- _WHAT YOU WILL DO_
Copy each of the records below word for word, keeping every line unchanged.

......

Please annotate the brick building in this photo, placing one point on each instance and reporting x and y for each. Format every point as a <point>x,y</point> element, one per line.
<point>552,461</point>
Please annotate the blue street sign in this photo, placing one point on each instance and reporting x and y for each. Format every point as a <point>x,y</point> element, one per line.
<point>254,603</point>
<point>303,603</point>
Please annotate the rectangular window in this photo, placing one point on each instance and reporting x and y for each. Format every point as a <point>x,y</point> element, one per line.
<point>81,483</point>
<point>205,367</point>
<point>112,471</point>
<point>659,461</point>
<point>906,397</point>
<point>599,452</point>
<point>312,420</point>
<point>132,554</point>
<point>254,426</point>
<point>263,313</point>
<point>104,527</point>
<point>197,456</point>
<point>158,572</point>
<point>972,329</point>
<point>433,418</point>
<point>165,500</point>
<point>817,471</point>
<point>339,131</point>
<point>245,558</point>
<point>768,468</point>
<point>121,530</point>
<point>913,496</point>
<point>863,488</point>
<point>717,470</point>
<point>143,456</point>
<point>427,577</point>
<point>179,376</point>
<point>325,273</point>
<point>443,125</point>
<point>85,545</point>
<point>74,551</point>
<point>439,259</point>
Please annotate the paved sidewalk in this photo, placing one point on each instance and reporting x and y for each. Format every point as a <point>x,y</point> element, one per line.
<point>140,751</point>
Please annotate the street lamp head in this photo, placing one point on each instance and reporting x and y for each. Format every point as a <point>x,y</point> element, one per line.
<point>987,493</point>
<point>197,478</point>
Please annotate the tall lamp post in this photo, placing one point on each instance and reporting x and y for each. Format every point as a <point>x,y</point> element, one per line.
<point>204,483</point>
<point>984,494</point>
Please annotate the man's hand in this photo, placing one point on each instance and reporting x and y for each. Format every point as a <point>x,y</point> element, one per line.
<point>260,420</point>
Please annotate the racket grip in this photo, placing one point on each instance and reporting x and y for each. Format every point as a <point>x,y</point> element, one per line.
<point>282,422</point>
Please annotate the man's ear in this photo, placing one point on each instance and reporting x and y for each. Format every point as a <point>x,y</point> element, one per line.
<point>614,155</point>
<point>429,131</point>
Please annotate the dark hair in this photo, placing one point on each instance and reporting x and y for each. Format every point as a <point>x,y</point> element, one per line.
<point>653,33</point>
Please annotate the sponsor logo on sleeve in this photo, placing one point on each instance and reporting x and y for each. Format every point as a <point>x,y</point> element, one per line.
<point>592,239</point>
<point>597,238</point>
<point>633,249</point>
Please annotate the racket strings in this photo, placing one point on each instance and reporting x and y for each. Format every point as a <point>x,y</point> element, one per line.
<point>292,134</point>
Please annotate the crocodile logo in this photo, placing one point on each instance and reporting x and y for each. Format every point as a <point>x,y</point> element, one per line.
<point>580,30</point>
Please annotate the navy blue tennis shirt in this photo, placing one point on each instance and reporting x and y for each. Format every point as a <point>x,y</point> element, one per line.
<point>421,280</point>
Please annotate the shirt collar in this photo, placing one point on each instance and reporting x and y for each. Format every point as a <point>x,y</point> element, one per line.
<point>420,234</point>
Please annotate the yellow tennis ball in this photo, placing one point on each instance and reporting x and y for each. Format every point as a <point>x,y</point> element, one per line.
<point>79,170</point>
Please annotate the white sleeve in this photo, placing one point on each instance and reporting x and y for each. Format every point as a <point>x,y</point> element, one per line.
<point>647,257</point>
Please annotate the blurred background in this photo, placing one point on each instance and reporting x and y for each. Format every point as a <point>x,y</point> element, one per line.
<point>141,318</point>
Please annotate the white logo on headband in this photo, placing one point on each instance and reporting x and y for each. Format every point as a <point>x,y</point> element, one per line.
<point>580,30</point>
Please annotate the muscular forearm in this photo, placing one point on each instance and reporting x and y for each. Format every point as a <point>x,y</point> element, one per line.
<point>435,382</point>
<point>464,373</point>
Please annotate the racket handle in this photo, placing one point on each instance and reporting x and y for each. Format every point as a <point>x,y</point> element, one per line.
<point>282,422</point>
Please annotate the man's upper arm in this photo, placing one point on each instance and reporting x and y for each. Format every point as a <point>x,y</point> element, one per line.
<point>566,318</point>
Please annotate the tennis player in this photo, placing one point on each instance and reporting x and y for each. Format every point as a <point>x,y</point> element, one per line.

......

- _FINISHED ANSWER_
Please annotate the brick building in this photo, placing one point on each instance and reporting x and y for each. Format every point as a <point>x,y</point> element, one per line.
<point>552,461</point>
Please annotate the blue street sign in this photo, placing one point on each instance and reporting x and y for each. Format every point as a <point>x,y</point> element, one per line.
<point>254,603</point>
<point>303,603</point>
Please annotate the rectangular window in this photo, placing one point on each instance and reporting x and y for each. Format every point as a <point>x,y</point> element, one per line.
<point>81,483</point>
<point>205,367</point>
<point>112,471</point>
<point>659,461</point>
<point>906,397</point>
<point>599,452</point>
<point>312,420</point>
<point>132,554</point>
<point>254,426</point>
<point>263,313</point>
<point>104,527</point>
<point>197,456</point>
<point>158,572</point>
<point>972,329</point>
<point>433,418</point>
<point>165,500</point>
<point>817,471</point>
<point>339,131</point>
<point>245,558</point>
<point>768,468</point>
<point>121,530</point>
<point>913,496</point>
<point>863,488</point>
<point>717,470</point>
<point>143,456</point>
<point>427,577</point>
<point>179,376</point>
<point>325,273</point>
<point>443,125</point>
<point>85,545</point>
<point>74,551</point>
<point>439,259</point>
Please annotate the paved sidewalk in this photo, placing one point on each instance and reporting x and y for each. Format every point as a <point>x,y</point> element, one per line.
<point>140,751</point>
Please annotate the street lamp head in this photo, placing one point on each instance and reporting x and y for each. Format every point as a <point>x,y</point> element, one per line.
<point>987,493</point>
<point>197,478</point>
Please annotate the tall lamp post in this photo, placing one point on each instance and reporting x and y for each. Format every point as a <point>x,y</point> element, one per line.
<point>204,483</point>
<point>984,494</point>
Please annotate the man's hand in this photo, placing one point on each instance and reporting x and y for each. Format every point as a <point>x,y</point> element, one per line.
<point>260,420</point>
Please annotate the racket grip in this photo, placing one point on each instance and reporting x and y for each. Format every point as a <point>x,y</point> element, one per line.
<point>282,422</point>
Please annotate the man's ear in this photo, placing one point on each instance and reporting x and y for each. Format every point as a <point>x,y</point> element, one per line.
<point>614,155</point>
<point>429,131</point>
Please annotate the dark hair in this photo, placing one point on each instance and reporting x and y for each. Format every point as a <point>x,y</point> element, one per line.
<point>653,33</point>
Please annotate the sponsor logo on sleeve in this photo, placing one point on each instance and reporting x and y for each. Format every point as a <point>x,y</point> element, one per line.
<point>592,239</point>
<point>597,238</point>
<point>633,249</point>
Please annotate the racket strings in this photo, placing one point on each instance and reporting x and y for each. Format every point as a <point>x,y</point> element, one per line.
<point>292,134</point>
Please annotate the crocodile logo in this photo, placing one point on each instance and reporting x and y for each. Format every point as a <point>x,y</point> element, one per line.
<point>580,30</point>
Please annotate the navy blue tennis shirt in this photo, placing one point on each instance and reporting x and y for each. Format every point as a <point>x,y</point> element, one per line.
<point>421,280</point>
Please annotate the shirt collar in this photo, placing one point on each instance and reporting x and y for each. Format every point as a <point>x,y</point> element, one per line.
<point>420,234</point>
Please annotate the yellow tennis ball in this photo, placing one point on each instance and reporting x and y for each. Format every point as a <point>x,y</point> element, one per line.
<point>79,170</point>
Please annotate the white sleeve in this photo, placing one point on each instance and reporting x and y for each. Format every point as a <point>x,y</point> element, one per line.
<point>647,257</point>
Please annotate the blurred background in this photo, placing one point on each instance and reporting x and y for each. Format every point as a <point>x,y</point> element, one per line.
<point>141,318</point>
Please annotate the white logo on headband in this photo, placing one point on each instance and reporting x and y for each. Format every point as a <point>x,y</point> element, one per line.
<point>580,30</point>
Please annotate the muscular forearm in this photo, placing one point on each instance and reporting x and y for each. Format every point as a <point>x,y</point> element, one per line.
<point>435,382</point>
<point>464,373</point>
Please annotate the racket handle in this photo, placing one point on each instance and reporting x and y for each. Format every point as a <point>x,y</point> element, one per line.
<point>282,422</point>
Please annotate the man's upper arm in this photo, placing one point on each instance and reporting x and y for each. Format every point as a <point>x,y</point> element, one per line.
<point>566,318</point>
Please annotate the tennis player in this photo, placing one point on each instance and reporting x and y for each. Format every point as a <point>x,y</point> element, one per line.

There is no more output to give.